Exercise text: Begin

With low interest rates still at very low levels, it remains a difficult period for income investors.
The good news is there are plenty of ASX dividend shares that can help you overcome low rates.
Two such dividend shares are listed below. Here's what you need to know about them:
Healius Ltd (ASX: HLS)
The first ASX dividend share to look at is Healius. It is a healthcare company with a focus on pathology, diagnostic imaging, day hospitals, and IVF.
Healius has been a very strong performer over the last 18 months thanks largely to its pathology business, which is experiencing significant demand for COVID-19 testing services. And with demand unlikely to soften for some time to come, the company has been tipped to generate strong earnings and dividends again in FY 2022 by the team at Macquarie.
According to a recent note, the broker has an outperform rating and $5.55 price target on its shares.
Macquarie is forecasting fully franked dividends per share of 19.5 cents in FY 2022 and 13.9 cents in FY 2023. Based on the current Healius share price of $4.82, this will mean yields of 4% and 2.9%, respectively.
Super Retail Group Ltd (ASX: SUL)
Another ASX dividend share to consider is Super Retail. It is the retail conglomerate behind four leading store brands – BCF, Macpac, Rebel, and Super Cheap Auto.
As with Healius, Super Retail was on form in FY 2021, delivering stellar sales and profit growth over the 12 months. For example, the company reported a 22% increase in sales to $3.45 billion and a 107% jump in normalised net profit after tax to $306.8 million. This was driven by a favourable shift in consumer spending.
The team at Credit Suisse are positive on the company's medium term outlook and have an outperform rating and $14.41 price target.
The broker is also forecasting fully franked dividends per share of 53 cents in FY 2022 and 50 cents in FY 2023. Based on the current Super Retail share price of $12.77, this will mean yields of 4.1% and 3.5%, respectively.

Exercise text: End
Extracted data: Begin

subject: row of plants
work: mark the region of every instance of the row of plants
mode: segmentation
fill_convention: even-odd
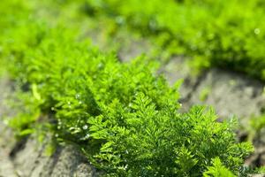
[[[18,136],[48,128],[107,176],[254,173],[243,165],[253,147],[238,142],[235,120],[218,122],[202,106],[180,112],[179,83],[170,87],[155,61],[120,63],[74,27],[36,16],[35,1],[3,0],[0,10],[1,68],[18,86],[20,104],[7,121]]]
[[[84,2],[87,14],[108,19],[112,33],[125,27],[153,38],[168,56],[192,58],[196,68],[217,66],[265,80],[261,0]]]

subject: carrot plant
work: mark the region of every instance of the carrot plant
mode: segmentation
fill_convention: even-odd
[[[192,57],[199,69],[219,66],[265,80],[261,0],[86,2],[87,14],[112,19],[117,27],[106,27],[150,36],[170,56]]]
[[[4,2],[10,8],[11,1]],[[203,106],[180,112],[178,84],[170,87],[155,63],[120,63],[74,30],[24,13],[1,29],[0,40],[4,67],[26,93],[20,99],[26,106],[9,119],[19,135],[48,122],[58,142],[76,144],[106,176],[251,172],[243,164],[253,147],[237,142],[234,119],[218,122]],[[1,22],[12,16],[4,14]]]

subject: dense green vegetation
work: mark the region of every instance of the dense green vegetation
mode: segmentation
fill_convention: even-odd
[[[108,11],[113,3],[125,7],[119,1],[92,2],[99,3],[93,4],[96,11],[87,6],[94,15],[102,4],[110,4]],[[169,2],[164,7],[175,8]],[[141,10],[139,2],[127,3],[134,17],[134,10]],[[58,4],[43,3],[45,7]],[[143,1],[141,11],[146,11],[147,19],[139,12],[140,19],[149,24],[149,14],[160,5]],[[67,4],[56,7],[68,9]],[[237,142],[234,119],[218,122],[211,108],[201,106],[181,113],[178,83],[170,87],[156,74],[155,62],[139,58],[120,63],[114,53],[102,53],[80,39],[79,27],[64,24],[62,14],[53,19],[47,12],[40,12],[42,5],[35,1],[4,0],[0,10],[1,65],[19,85],[19,99],[25,105],[8,119],[19,136],[43,125],[57,142],[76,144],[107,176],[224,177],[251,172],[243,164],[253,147]]]
[[[199,68],[218,66],[265,80],[265,9],[261,0],[87,0],[90,17],[127,27],[169,55],[192,57]]]

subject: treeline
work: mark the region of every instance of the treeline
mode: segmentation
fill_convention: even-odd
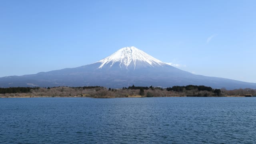
[[[227,90],[225,88],[213,89],[204,86],[189,85],[174,86],[166,88],[161,87],[135,86],[134,85],[122,89],[108,89],[100,86],[69,87],[12,87],[0,88],[0,96],[85,96],[94,98],[117,98],[141,96],[256,96],[256,90],[239,89]]]
[[[30,92],[31,90],[39,89],[39,87],[10,87],[8,88],[0,88],[0,94],[11,94],[17,93],[28,93]]]
[[[143,89],[143,90],[148,90],[149,89],[149,88],[147,87],[147,86],[134,86],[134,84],[132,85],[132,86],[129,86],[128,87],[128,88],[127,88],[126,87],[124,87],[123,88],[123,89],[130,89],[130,90],[140,90],[140,89]]]
[[[166,90],[168,91],[172,90],[175,92],[182,92],[184,90],[197,90],[200,91],[206,90],[208,92],[211,92],[212,91],[212,88],[204,86],[194,86],[192,85],[189,85],[186,86],[173,86],[172,88],[166,88]]]

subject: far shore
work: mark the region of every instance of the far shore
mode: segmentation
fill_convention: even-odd
[[[245,96],[207,96],[207,97],[203,97],[203,96],[162,96],[162,97],[154,97],[155,98],[157,97],[245,97]],[[104,96],[104,97],[88,97],[88,96],[0,96],[0,98],[146,98],[146,97],[142,96],[128,96],[127,97],[114,97],[111,96]]]

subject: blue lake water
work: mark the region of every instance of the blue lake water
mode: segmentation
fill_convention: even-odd
[[[0,143],[256,143],[256,98],[0,98]]]

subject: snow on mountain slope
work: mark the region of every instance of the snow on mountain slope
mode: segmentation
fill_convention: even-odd
[[[141,50],[134,46],[127,47],[121,48],[114,54],[96,62],[101,62],[101,64],[98,67],[101,68],[107,64],[110,64],[110,67],[115,63],[119,63],[121,68],[124,66],[127,69],[130,64],[134,66],[134,69],[136,64],[146,63],[151,67],[162,66],[166,64],[161,62],[152,56],[146,54]]]

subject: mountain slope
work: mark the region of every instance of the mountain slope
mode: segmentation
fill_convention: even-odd
[[[134,47],[122,48],[94,63],[35,74],[0,78],[0,87],[79,86],[120,88],[189,84],[228,89],[256,88],[256,84],[195,75],[168,65]]]

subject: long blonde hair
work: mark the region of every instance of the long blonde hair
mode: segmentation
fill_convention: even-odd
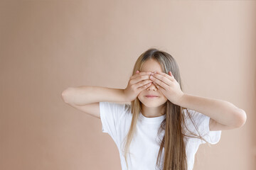
[[[178,67],[176,60],[171,55],[156,48],[150,48],[139,57],[134,67],[132,75],[136,74],[137,70],[141,71],[142,64],[149,59],[154,59],[157,61],[160,64],[163,72],[167,74],[171,71],[175,79],[180,84],[181,89],[182,90],[181,79]],[[161,155],[163,151],[163,147],[164,147],[163,170],[186,170],[187,158],[186,155],[186,145],[183,137],[185,136],[196,137],[204,140],[207,143],[208,142],[199,134],[198,128],[195,125],[193,119],[191,119],[191,115],[188,111],[188,108],[175,105],[169,100],[167,100],[167,101],[164,103],[164,107],[166,118],[161,123],[160,128],[158,131],[158,135],[159,135],[161,132],[164,130],[165,132],[164,136],[161,140],[156,164],[160,169],[160,163],[161,159]],[[126,105],[126,108],[127,109],[127,105]],[[136,130],[136,125],[139,112],[142,112],[142,103],[138,98],[131,101],[131,106],[129,109],[130,109],[130,111],[132,113],[132,119],[129,130],[126,136],[124,150],[123,150],[127,167],[128,164],[127,155],[129,152],[129,147],[132,140],[132,137]],[[194,125],[199,136],[191,132],[187,128],[184,121],[184,115],[182,114],[182,110],[183,110],[183,109],[186,109],[186,113]],[[193,136],[188,136],[186,135],[186,131],[182,125],[184,125],[187,130],[189,131]]]

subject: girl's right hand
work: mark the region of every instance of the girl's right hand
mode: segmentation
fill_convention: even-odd
[[[139,72],[132,76],[128,82],[127,87],[124,90],[124,96],[129,101],[134,101],[139,93],[148,88],[153,81],[149,79],[151,72]]]

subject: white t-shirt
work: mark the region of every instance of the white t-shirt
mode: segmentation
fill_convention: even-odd
[[[115,142],[121,160],[122,170],[128,170],[124,156],[122,152],[122,147],[124,143],[124,139],[129,132],[132,114],[130,111],[129,104],[119,104],[112,102],[100,102],[100,120],[102,125],[102,132],[108,133]],[[188,109],[201,136],[210,144],[216,144],[219,142],[221,130],[210,131],[210,117],[193,110]],[[186,115],[186,110],[184,110]],[[156,170],[156,159],[159,150],[160,140],[157,136],[158,130],[161,123],[165,119],[166,115],[155,118],[147,118],[139,113],[137,125],[137,133],[134,134],[132,140],[129,152],[127,154],[127,164],[129,170]],[[185,118],[187,128],[193,132],[198,135],[191,120],[188,117]],[[188,134],[191,135],[191,134]],[[164,135],[162,131],[159,137]],[[194,164],[194,157],[201,144],[205,141],[198,138],[188,137],[184,140],[186,143],[186,152],[188,161],[188,170],[192,170]],[[164,159],[164,148],[162,151]],[[161,167],[162,168],[161,163]]]

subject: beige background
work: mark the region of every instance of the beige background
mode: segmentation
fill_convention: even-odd
[[[256,1],[2,1],[0,30],[0,169],[121,169],[100,120],[61,92],[126,88],[149,47],[176,60],[184,92],[247,113],[193,169],[255,169]]]

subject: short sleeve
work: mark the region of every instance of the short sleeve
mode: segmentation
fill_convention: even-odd
[[[102,132],[108,133],[114,142],[117,135],[118,123],[124,112],[124,104],[100,102],[100,115]]]
[[[188,109],[188,112],[191,115],[191,118],[193,118],[196,125],[198,128],[198,132],[201,137],[204,138],[207,142],[212,144],[217,144],[220,140],[221,136],[221,130],[216,130],[216,131],[211,131],[210,130],[210,117],[202,114],[196,110]],[[189,118],[186,118],[189,119]],[[198,135],[197,132],[196,128],[191,123],[191,120],[188,120],[188,127],[190,127],[190,130],[193,132],[195,132],[196,135]],[[201,144],[206,143],[204,140],[201,140]]]

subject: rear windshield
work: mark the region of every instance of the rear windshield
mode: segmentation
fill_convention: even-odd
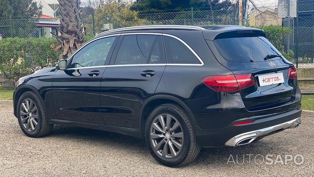
[[[263,61],[268,54],[280,54],[263,37],[250,37],[215,39],[214,43],[221,55],[227,60],[241,62]],[[268,59],[278,59],[275,57]]]

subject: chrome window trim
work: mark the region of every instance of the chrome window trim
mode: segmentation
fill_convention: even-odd
[[[121,31],[125,31],[133,30],[136,30],[139,29],[160,29],[161,28],[168,28],[170,29],[185,29],[188,30],[203,30],[205,28],[200,26],[187,26],[184,25],[147,25],[145,26],[131,26],[130,27],[126,27],[125,28],[122,28],[118,29],[115,29],[102,32],[96,35],[96,36],[111,32],[117,32]]]
[[[165,34],[165,33],[149,33],[149,32],[137,32],[137,33],[121,33],[118,34],[116,34],[113,35],[108,35],[107,36],[102,36],[99,37],[98,37],[95,39],[94,39],[92,40],[91,40],[88,42],[86,42],[84,44],[83,46],[81,46],[79,48],[78,50],[77,50],[75,51],[67,59],[67,61],[68,61],[70,58],[71,58],[74,55],[75,55],[76,53],[78,52],[79,51],[82,49],[85,46],[88,45],[89,44],[95,41],[96,40],[100,39],[102,39],[103,38],[105,38],[106,37],[112,37],[113,36],[118,36],[121,35],[158,35],[160,36],[168,36],[170,37],[172,37],[174,38],[177,40],[178,40],[181,42],[182,42],[183,44],[184,45],[186,46],[191,51],[192,53],[195,55],[196,58],[197,58],[198,60],[201,62],[201,64],[116,64],[116,65],[103,65],[103,66],[87,66],[86,67],[80,67],[79,68],[68,68],[66,69],[63,70],[58,70],[59,71],[62,71],[64,70],[68,70],[69,69],[83,69],[84,68],[100,68],[100,67],[116,67],[117,66],[203,66],[204,65],[204,63],[203,62],[203,61],[201,59],[201,58],[198,56],[198,55],[184,41],[180,39],[177,37],[173,36],[173,35]]]
[[[85,47],[85,46],[91,43],[92,42],[93,42],[93,41],[96,41],[97,40],[98,40],[98,39],[102,39],[103,38],[106,38],[106,37],[112,37],[113,36],[121,36],[121,34],[112,34],[112,35],[108,35],[108,36],[102,36],[101,37],[97,37],[97,38],[96,38],[95,39],[93,39],[92,40],[89,41],[88,41],[88,42],[85,42],[84,44],[83,44],[83,45],[82,46],[81,46],[77,50],[75,51],[74,51],[74,52],[72,53],[72,54],[71,54],[71,55],[70,55],[70,56],[69,56],[67,58],[67,61],[68,61],[68,60],[69,60],[71,58],[71,57],[73,57],[73,55],[75,55],[76,53],[77,53],[78,52],[78,51],[80,51],[81,50],[82,50],[82,48],[84,48],[84,47]],[[89,67],[88,66],[88,67]],[[83,67],[82,67],[82,68],[83,68]],[[86,67],[84,67],[84,68],[86,68]]]

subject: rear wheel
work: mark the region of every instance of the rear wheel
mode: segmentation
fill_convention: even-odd
[[[190,162],[201,148],[188,118],[172,104],[163,104],[153,110],[146,122],[145,139],[153,156],[170,167]]]
[[[52,130],[53,124],[48,123],[43,103],[34,92],[27,91],[22,94],[17,109],[19,123],[25,135],[39,137]]]

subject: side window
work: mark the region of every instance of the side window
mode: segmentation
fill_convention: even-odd
[[[195,55],[180,41],[164,36],[167,63],[172,64],[201,64]]]
[[[152,49],[149,58],[148,59],[149,64],[160,64],[166,63],[166,56],[165,55],[164,44],[162,42],[162,37],[157,36],[155,40],[154,45]]]
[[[128,35],[124,36],[115,64],[147,64],[148,55],[156,36]]]
[[[104,65],[115,38],[100,39],[88,44],[73,56],[70,68]]]

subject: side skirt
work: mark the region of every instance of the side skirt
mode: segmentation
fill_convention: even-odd
[[[48,122],[50,124],[99,130],[117,133],[138,138],[143,138],[142,133],[142,129],[140,128],[133,129],[103,124],[52,119],[48,119]]]

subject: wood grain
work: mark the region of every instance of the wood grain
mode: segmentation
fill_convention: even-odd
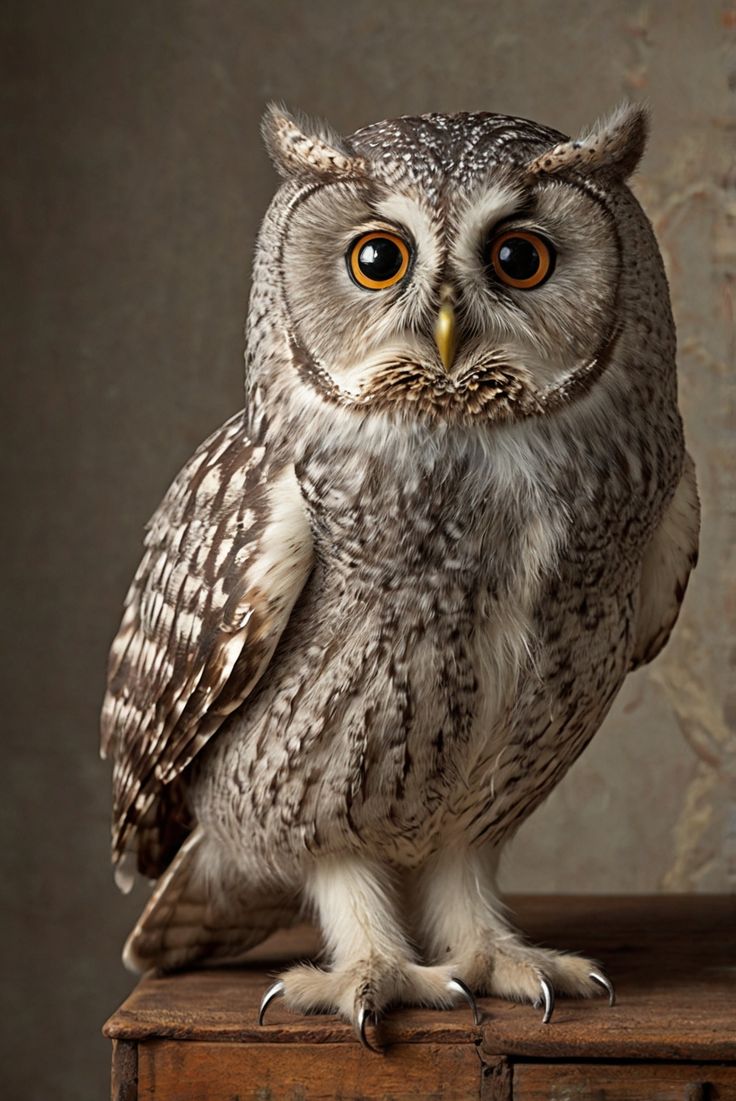
[[[139,1101],[470,1101],[481,1064],[470,1045],[397,1044],[377,1056],[358,1044],[140,1046]]]
[[[517,1064],[513,1101],[734,1101],[736,1067]]]
[[[381,1023],[389,1044],[483,1040],[501,1055],[544,1059],[736,1058],[736,901],[726,896],[549,897],[517,900],[520,927],[538,944],[598,959],[616,984],[605,999],[559,999],[553,1021],[539,1010],[483,999],[475,1028],[466,1007],[397,1007]],[[309,940],[311,937],[311,941]],[[355,1045],[337,1017],[296,1016],[278,1002],[258,1026],[258,1003],[285,959],[313,950],[314,935],[273,938],[237,969],[148,978],[108,1021],[117,1039],[173,1038],[243,1044]]]
[[[138,1099],[138,1044],[127,1039],[112,1040],[111,1101]]]

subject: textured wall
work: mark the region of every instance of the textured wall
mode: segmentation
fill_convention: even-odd
[[[240,403],[249,258],[274,186],[258,138],[270,97],[345,130],[485,108],[574,131],[624,95],[649,99],[636,188],[672,281],[702,563],[675,641],[523,829],[505,882],[733,890],[733,9],[36,0],[0,20],[3,1097],[106,1092],[98,1029],[129,984],[118,952],[141,897],[119,897],[108,872],[105,656],[145,519]]]

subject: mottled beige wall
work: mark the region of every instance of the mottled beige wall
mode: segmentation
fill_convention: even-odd
[[[344,130],[491,109],[574,131],[624,95],[650,101],[636,186],[673,285],[702,565],[674,643],[519,837],[505,882],[733,889],[735,24],[713,0],[2,7],[3,1097],[105,1095],[98,1029],[128,989],[118,952],[141,902],[107,864],[105,655],[143,522],[240,401],[270,97]]]

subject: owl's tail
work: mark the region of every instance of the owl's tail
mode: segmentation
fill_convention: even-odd
[[[212,891],[202,872],[203,833],[195,829],[163,873],[122,961],[130,971],[173,971],[201,961],[234,962],[300,917],[293,896],[242,883]]]

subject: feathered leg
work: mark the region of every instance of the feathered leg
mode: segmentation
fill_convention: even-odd
[[[283,994],[309,1013],[339,1013],[366,1044],[366,1023],[397,1002],[450,1006],[467,996],[451,967],[416,962],[402,931],[387,870],[355,855],[320,859],[306,881],[322,927],[329,969],[300,964],[279,975],[264,998]]]
[[[581,956],[527,945],[504,916],[493,851],[445,850],[419,874],[415,924],[426,958],[448,966],[476,993],[544,1006],[549,1021],[555,991],[591,998],[613,986],[597,963]]]

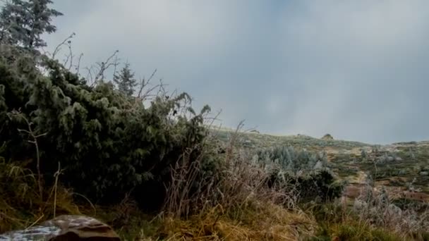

Extracted data: End

**What you have to do**
Please copy the part of the ASX dividend shares text between "Healius has been" and "Ltd (ASX: SUL)", inclusive.

**Solution for this problem**
Healius has been a very strong performer over the last 18 months thanks largely to its pathology business, which is experiencing significant demand for COVID-19 testing services. And with demand unlikely to soften for some time to come, the company has been tipped to generate strong earnings and dividends again in FY 2022 by the team at Macquarie.
According to a recent note, the broker has an outperform rating and $5.55 price target on its shares.
Macquarie is forecasting fully franked dividends per share of 19.5 cents in FY 2022 and 13.9 cents in FY 2023. Based on the current Healius share price of $4.82, this will mean yields of 4% and 2.9%, respectively.
Super Retail Group Ltd (ASX: SUL)